READING PASSAGE.

When browsing the BigQuery docs, I discovered that BigQuery now supports the QUALIFY
-clause. At time of writing, it’s in preview, but you can already try it out.
The QUALIFY
-clause lets you filter on the output of analytic functions. This allows me to scratch an itch I’ve had for a while:
For each distinct value in column X, find the row with max value in column Y
A common pattern is: “For each distinct value in column X, find the row where column Y takes it’s maximum value”. You can accomplish this by using ROW_NUMBER() OVER (PARTITION BY X ORDER BY Y DESC) AS rank
.
An example of this would be to find the date at which each of a set of countries reported the largest number of new confirmed covid-19 cases. We’ll be using the
bigquery-public-data.covid19_open_data
dataset.
Using ROW_NUMBER() OVER (PARTITION BY ...)
SELECT
country_code,
date,
new_confirmed,
ROW_NUMBER() OVER (PARTITION BY country_code ORDER BY new_confirmed DESC) AS rank
FROM `bigquery-public-data.covid19_open_data.covid19_open_data`
WHERE aggregation_level = 0 -- Country level
AND country_code IN UNNEST(['US', 'GB', 'SE'])
-- Limit nr of rows returned for this example:
AND date BETWEEN '2021-01-01' AND '2021-01-03'
country_code | date | new_confirmed | rank |
---|---|---|---|
SE | 2021-01-03 | 2754 | 1 |
SE | 2021-01-01 | 2618 | 2 |
SE | 2021-01-02 | 2531 | 3 |
US | 2021-01-02 | 280226 | 1 |
US | 2021-01-03 | 207617 | 2 |
US | 2021-01-01 | 172805 | 3 |
GB | 2021-01-02 | 60410 | 1 |
GB | 2021-01-03 | 55163 | 2 |
GB | 2021-01-01 | 31835 | 3 |
Filtering using nested query
The next step is then to filter by rank = 1
. However, since analytic functions are evaluated after both WHERE
and HAVING
, there’s no way to filter on the output of analytic functions. You’ll end up either with a CTE or a nested query:
SELECT * EXCEPT(rank) FROM (
SELECT
country_code,
date,
new_confirmed,
ROW_NUMBER() OVER (PARTITION BY country_code ORDER BY new_confirmed DESC) AS rank
FROM `bigquery-public-data.covid19_open_data.covid19_open_data`
WHERE aggregation_level = 0
AND country_code IN UNNEST(['US', 'GB', 'SE'])
) WHERE rank = 1
Filtering using QUALIFY
However QUALIFY
can be used to filter the output of analytic functions, which means
we can now finally get rid of the nested query:
SELECT
country_code,
date,
new_confirmed,
FROM `bigquery-public-data.covid19_open_data.covid19_open_data`
WHERE aggregation_level = 0
AND country_code IN UNNEST(['US', 'GB', 'SE'])
QUALIFY ROW_NUMBER() OVER (PARTITION BY country_code ORDER BY new_confirmed DESC) = 1
country_code | date | new_confirmed |
---|---|---|
GB | 2020-12-29 | 81493 |
SE | 2020-12-23 | 11376 |
US | 2021-01-08 | 312247 |
Itch scratched :)
Performance considerations
As of now, there is no performance difference between filtering using the nested query. In fact, both examples generate the same execution plan.
Other new goodies
I also noticed that operators for pivoting and unpivoting have been added to BigQuery, something I’ve also wanted for a long time. Lak Lakshmanan shows a few examples.

REQUIRED ACTIONS.
• A. Reproduce word for word the part of the BigQuery QUALIFY post that opens with the words containing "Performance considerations" and closes with "a few examples.".
• B. From the result table of the QUALIFY query in the BigQuery QUALIFY post, list each country code with its date and new_confirmed value.

RECORD EXCERPTS.
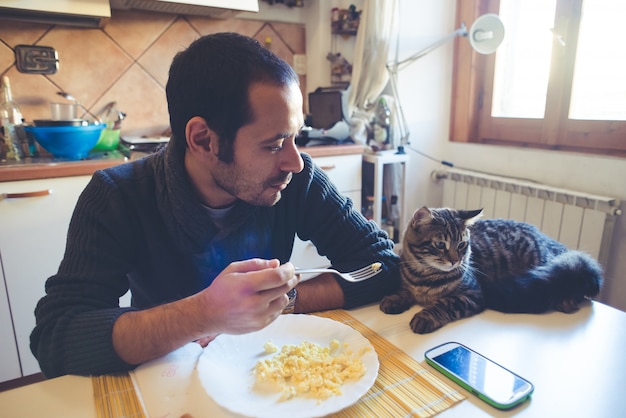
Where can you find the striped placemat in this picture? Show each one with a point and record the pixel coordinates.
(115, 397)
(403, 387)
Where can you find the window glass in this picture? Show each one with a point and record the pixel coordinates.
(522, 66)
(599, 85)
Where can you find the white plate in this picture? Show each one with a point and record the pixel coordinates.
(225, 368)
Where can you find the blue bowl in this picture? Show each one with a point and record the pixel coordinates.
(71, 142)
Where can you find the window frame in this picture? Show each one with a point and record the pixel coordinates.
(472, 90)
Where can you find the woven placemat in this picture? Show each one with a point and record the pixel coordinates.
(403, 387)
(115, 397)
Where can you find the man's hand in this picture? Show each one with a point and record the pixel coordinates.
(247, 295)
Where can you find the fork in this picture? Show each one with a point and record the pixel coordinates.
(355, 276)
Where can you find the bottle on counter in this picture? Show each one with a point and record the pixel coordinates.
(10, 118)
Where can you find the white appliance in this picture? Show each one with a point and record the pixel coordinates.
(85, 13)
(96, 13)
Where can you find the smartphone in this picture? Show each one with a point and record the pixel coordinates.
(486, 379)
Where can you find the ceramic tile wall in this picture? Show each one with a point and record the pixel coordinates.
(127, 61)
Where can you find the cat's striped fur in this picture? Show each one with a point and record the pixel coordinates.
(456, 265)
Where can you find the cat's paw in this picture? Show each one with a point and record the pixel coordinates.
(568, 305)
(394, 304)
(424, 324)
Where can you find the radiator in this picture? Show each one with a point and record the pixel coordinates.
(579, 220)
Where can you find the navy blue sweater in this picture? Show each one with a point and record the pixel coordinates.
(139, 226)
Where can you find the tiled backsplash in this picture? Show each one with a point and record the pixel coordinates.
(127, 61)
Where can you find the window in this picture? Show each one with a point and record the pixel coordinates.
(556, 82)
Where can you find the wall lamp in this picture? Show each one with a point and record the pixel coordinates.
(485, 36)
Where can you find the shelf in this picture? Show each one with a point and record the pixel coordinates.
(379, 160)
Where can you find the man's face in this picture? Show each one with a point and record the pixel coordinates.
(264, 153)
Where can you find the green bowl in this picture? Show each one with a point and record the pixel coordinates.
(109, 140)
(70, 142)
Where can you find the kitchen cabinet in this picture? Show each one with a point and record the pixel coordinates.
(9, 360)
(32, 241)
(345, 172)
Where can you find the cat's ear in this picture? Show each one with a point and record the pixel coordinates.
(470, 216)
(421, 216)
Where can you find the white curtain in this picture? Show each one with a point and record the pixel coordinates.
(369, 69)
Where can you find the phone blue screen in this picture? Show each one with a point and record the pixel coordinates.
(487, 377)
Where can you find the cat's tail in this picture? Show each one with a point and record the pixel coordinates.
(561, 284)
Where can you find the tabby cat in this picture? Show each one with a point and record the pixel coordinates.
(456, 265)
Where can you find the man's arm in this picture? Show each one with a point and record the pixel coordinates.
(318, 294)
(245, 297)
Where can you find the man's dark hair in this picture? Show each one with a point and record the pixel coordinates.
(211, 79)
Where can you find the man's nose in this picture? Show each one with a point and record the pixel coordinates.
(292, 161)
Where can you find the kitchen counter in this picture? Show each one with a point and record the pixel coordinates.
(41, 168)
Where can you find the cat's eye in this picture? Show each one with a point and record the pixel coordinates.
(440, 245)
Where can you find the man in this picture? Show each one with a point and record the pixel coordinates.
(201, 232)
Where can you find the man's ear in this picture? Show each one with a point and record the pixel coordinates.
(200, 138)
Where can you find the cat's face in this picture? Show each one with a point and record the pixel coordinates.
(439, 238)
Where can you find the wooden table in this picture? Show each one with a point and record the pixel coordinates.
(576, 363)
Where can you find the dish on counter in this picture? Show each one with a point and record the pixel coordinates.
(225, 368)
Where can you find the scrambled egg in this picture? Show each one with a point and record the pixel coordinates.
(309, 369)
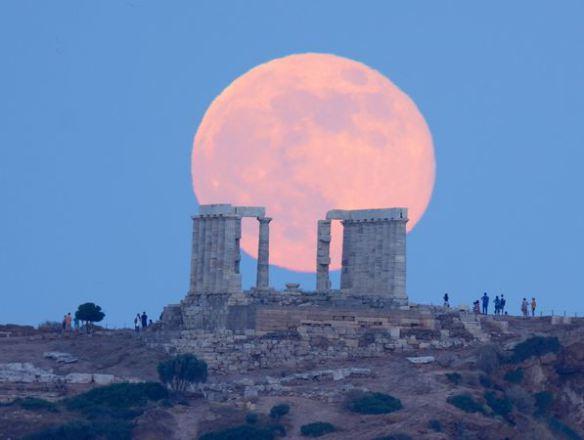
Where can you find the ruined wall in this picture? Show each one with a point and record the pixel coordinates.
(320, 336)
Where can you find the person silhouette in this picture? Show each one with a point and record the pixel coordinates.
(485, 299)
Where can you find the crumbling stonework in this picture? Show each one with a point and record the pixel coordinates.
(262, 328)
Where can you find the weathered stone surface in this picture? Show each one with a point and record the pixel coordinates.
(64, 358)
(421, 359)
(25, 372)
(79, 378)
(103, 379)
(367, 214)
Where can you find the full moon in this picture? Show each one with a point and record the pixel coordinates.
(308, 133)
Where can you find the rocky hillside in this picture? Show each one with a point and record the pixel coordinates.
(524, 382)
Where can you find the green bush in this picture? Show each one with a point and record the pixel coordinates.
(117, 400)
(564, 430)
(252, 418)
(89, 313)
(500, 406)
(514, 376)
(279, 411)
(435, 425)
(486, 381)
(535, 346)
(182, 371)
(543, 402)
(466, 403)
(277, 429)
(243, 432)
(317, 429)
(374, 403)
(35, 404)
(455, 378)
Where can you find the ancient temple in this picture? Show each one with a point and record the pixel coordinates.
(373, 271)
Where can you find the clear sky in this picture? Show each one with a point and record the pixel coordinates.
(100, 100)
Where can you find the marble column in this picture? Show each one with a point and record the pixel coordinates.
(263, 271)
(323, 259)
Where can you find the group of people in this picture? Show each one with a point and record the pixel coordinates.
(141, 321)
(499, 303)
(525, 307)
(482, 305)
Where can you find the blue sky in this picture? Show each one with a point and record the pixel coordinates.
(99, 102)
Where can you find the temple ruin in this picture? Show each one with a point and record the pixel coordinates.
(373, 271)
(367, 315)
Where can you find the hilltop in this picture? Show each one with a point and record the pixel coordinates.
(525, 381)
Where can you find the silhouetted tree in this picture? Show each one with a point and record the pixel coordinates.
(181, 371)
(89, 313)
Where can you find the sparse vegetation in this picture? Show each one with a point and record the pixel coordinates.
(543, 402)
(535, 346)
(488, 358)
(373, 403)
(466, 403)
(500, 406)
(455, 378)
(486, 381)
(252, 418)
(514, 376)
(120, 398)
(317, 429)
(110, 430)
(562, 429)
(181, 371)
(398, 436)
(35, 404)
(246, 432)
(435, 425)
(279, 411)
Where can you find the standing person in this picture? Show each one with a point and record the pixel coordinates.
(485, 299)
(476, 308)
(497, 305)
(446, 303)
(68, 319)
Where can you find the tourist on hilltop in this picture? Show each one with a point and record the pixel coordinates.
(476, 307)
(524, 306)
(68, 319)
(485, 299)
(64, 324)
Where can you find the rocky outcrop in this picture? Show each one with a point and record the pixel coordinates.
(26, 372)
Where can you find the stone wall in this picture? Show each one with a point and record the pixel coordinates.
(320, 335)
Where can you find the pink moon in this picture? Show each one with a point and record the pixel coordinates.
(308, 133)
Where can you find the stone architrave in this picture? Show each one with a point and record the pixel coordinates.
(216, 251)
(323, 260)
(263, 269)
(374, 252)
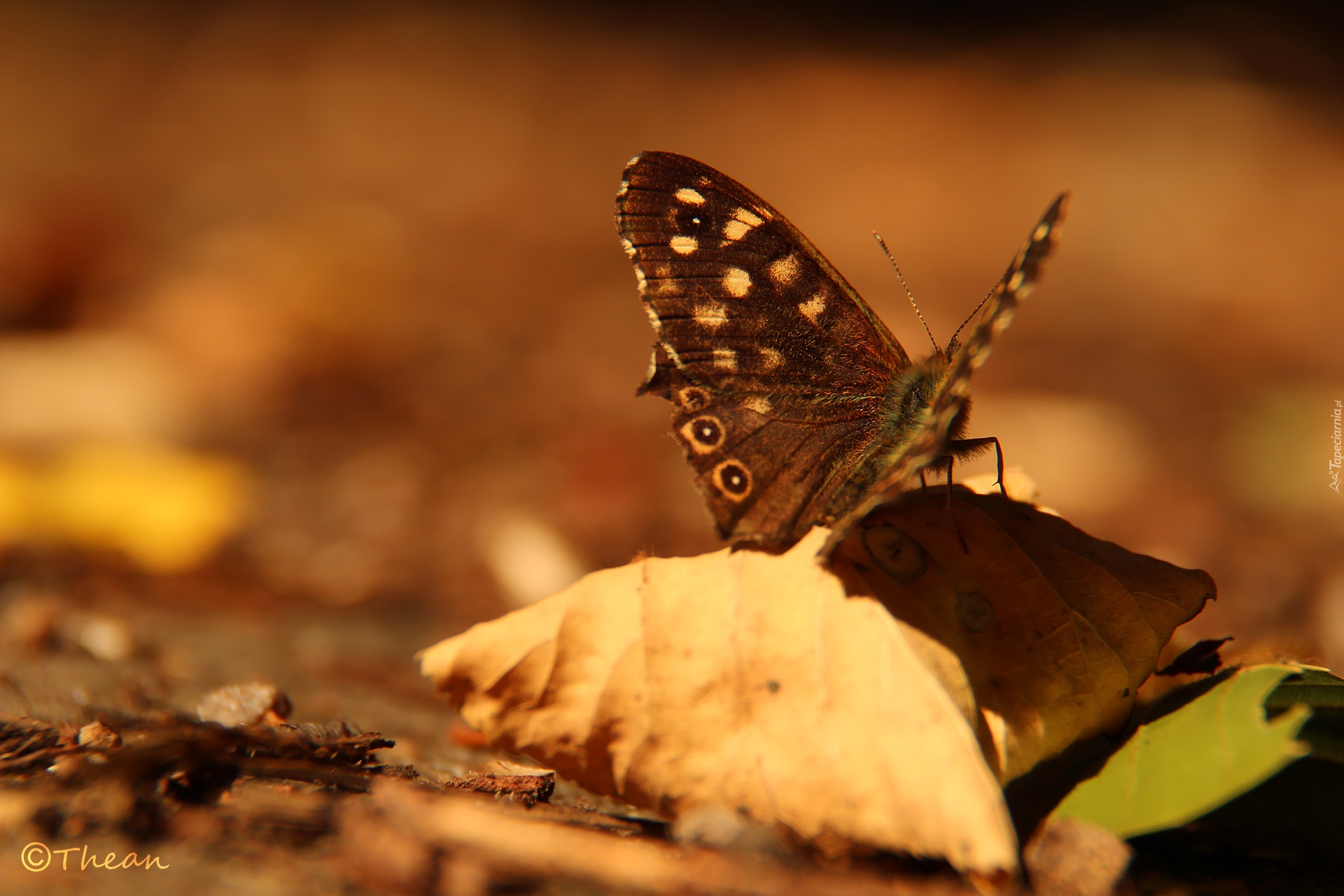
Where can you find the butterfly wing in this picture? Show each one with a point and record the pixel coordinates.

ANSWERS FOR THE TASKS.
• A.
Performance considerations
As of now, there is no performance difference between filtering using the nested query. In fact, both examples generate the same execution plan.
Other new goodies
I also noticed that operators for pivoting and unpivoting have been added to BigQuery, something I’ve also wanted for a long time. Lak Lakshmanan shows a few examples.

• B.
- GB: 2020-12-29, 81493
- SE: 2020-12-23, 11376
- US: 2021-01-08, 312247